GOAL: Please edit the listing below so that every "segmenter" becomes "outline tracer", keeping everything else the same and omitting the pictures.
____ PROVIDED MATERIAL
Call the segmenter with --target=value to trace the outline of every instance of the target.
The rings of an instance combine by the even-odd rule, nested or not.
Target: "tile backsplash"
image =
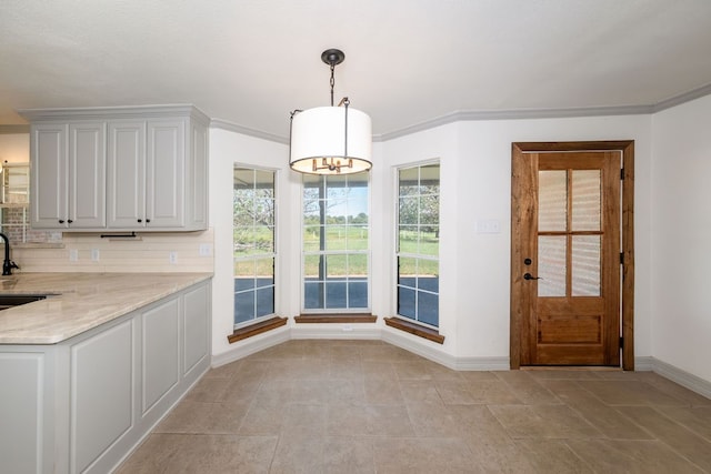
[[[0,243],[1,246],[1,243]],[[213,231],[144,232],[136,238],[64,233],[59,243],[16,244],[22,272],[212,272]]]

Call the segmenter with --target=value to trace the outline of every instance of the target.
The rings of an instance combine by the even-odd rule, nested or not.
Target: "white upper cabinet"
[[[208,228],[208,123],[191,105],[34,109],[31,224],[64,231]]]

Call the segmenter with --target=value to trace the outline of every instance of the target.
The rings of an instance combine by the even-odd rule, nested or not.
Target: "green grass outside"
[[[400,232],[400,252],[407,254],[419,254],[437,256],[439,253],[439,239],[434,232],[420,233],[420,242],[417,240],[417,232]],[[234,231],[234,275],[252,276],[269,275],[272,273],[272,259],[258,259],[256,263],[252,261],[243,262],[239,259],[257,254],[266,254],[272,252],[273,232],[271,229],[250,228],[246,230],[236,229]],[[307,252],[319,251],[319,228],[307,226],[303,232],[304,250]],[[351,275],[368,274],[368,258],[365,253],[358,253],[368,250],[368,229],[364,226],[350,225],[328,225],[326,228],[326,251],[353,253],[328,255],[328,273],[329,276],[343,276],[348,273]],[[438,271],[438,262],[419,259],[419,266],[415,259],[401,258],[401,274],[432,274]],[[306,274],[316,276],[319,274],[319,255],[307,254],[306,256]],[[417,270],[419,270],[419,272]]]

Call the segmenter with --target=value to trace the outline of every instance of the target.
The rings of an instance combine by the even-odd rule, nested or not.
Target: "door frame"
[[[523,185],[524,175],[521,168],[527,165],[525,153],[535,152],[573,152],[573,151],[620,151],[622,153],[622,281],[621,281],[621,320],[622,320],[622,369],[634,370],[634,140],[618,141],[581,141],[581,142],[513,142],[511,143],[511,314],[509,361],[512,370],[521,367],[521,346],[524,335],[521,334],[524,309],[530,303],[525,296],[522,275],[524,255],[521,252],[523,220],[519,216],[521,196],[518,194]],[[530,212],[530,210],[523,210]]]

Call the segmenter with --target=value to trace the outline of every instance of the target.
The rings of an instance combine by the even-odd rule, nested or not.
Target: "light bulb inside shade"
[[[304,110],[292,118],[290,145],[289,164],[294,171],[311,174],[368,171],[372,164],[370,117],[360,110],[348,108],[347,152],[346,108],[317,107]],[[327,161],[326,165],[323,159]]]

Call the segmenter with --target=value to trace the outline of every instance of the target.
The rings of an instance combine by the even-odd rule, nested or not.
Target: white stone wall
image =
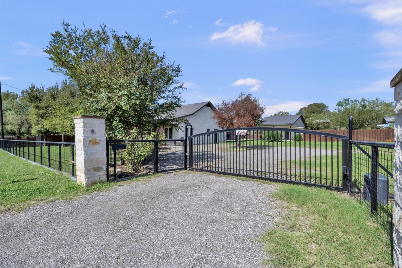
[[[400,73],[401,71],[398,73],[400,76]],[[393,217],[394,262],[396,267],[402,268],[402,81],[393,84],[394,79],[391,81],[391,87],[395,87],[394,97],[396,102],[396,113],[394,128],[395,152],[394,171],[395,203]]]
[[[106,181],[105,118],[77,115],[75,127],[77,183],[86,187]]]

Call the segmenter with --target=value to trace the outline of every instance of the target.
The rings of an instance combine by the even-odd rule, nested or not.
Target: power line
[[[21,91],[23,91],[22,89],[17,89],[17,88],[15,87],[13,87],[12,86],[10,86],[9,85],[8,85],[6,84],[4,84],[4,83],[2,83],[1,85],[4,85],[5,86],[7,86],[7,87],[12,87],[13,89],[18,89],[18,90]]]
________
WRITTEN ANSWER:
Call the outline tracer with --target=value to trace the outline of every instance of the target.
The rings of an instance combine by the even-odd rule, nested or not.
Target: "tile backsplash"
image =
[[[0,243],[1,246],[1,243]],[[213,231],[144,232],[136,238],[64,233],[59,243],[16,244],[22,272],[212,272]]]

Call the outline tracer with --target=value to trace the outline of every instance of the target.
The rings of an instance combine by the even-odd rule, nested or not.
Target: "white upper cabinet"
[[[208,228],[208,123],[191,105],[34,109],[31,224],[64,231]]]

Call the outline tracer with --target=value to trace the outline of every instance of the target.
The rings of an instance combine by the even-odd rule, nested or not.
Target: "green grass outside"
[[[400,232],[400,252],[407,254],[419,254],[437,256],[439,253],[439,239],[434,232],[420,233],[420,242],[417,240],[417,232]],[[234,231],[234,275],[252,276],[269,275],[272,273],[272,259],[258,259],[256,263],[252,261],[243,262],[239,259],[257,254],[266,254],[272,252],[273,232],[271,229],[250,228],[246,230],[236,229]],[[307,252],[319,251],[319,228],[307,226],[303,232],[304,250]],[[351,275],[368,274],[368,258],[365,253],[358,253],[368,250],[368,229],[364,226],[350,225],[328,225],[326,228],[326,251],[353,253],[328,255],[328,273],[329,276],[343,276],[348,273]],[[438,271],[438,262],[419,259],[419,266],[415,259],[401,258],[401,274],[432,274]],[[306,274],[316,276],[319,274],[319,255],[307,254],[306,256]],[[417,270],[419,270],[419,272]]]

Call the outline tracer with --target=value to trace the outline of every instance of the target.
The rings of an instance combine by the even-odd rule, nested or not.
Target: "door frame"
[[[523,185],[524,175],[521,168],[527,165],[525,153],[535,152],[573,152],[573,151],[620,151],[622,153],[622,281],[621,281],[621,320],[622,320],[622,369],[634,370],[634,140],[618,141],[581,141],[581,142],[513,142],[511,143],[511,314],[509,361],[512,370],[521,367],[521,346],[524,335],[521,334],[524,309],[530,303],[525,296],[522,275],[524,255],[521,252],[523,220],[519,216],[521,196],[518,194]],[[530,212],[530,210],[523,210]]]

Call the outline tracer with --target=value to trace the outline of every instance of the target.
The rings of an instance combine by the even-odd rule, nested or not.
Target: "light bulb inside shade"
[[[304,110],[292,118],[290,145],[289,164],[294,171],[311,174],[368,171],[372,164],[370,117],[360,110],[348,108],[347,152],[346,108],[317,107]],[[327,161],[326,165],[323,159]]]

Call the outline tracer with --target=value to trace the outline of every instance of the target.
The rings of an instance combine by the even-odd rule, nested or not.
Target: white stone wall
image =
[[[400,73],[401,71],[398,73],[400,76]],[[393,217],[394,262],[396,267],[402,268],[402,81],[393,84],[394,79],[391,81],[391,87],[395,87],[394,97],[396,102],[396,113],[394,128],[395,152],[394,171],[395,203]]]
[[[106,181],[105,118],[77,115],[75,127],[77,183],[86,187]]]

Call the outline tracer with --target=value to trace the outline of every instance of the target.
The rings of an instance combine by the even-odd rule, nested or not.
Target: power line
[[[21,91],[23,91],[22,89],[17,89],[17,88],[15,87],[13,87],[12,86],[10,86],[9,85],[8,85],[6,84],[4,84],[4,83],[2,83],[1,85],[4,85],[5,86],[7,86],[7,87],[12,87],[13,89],[18,89],[18,90]]]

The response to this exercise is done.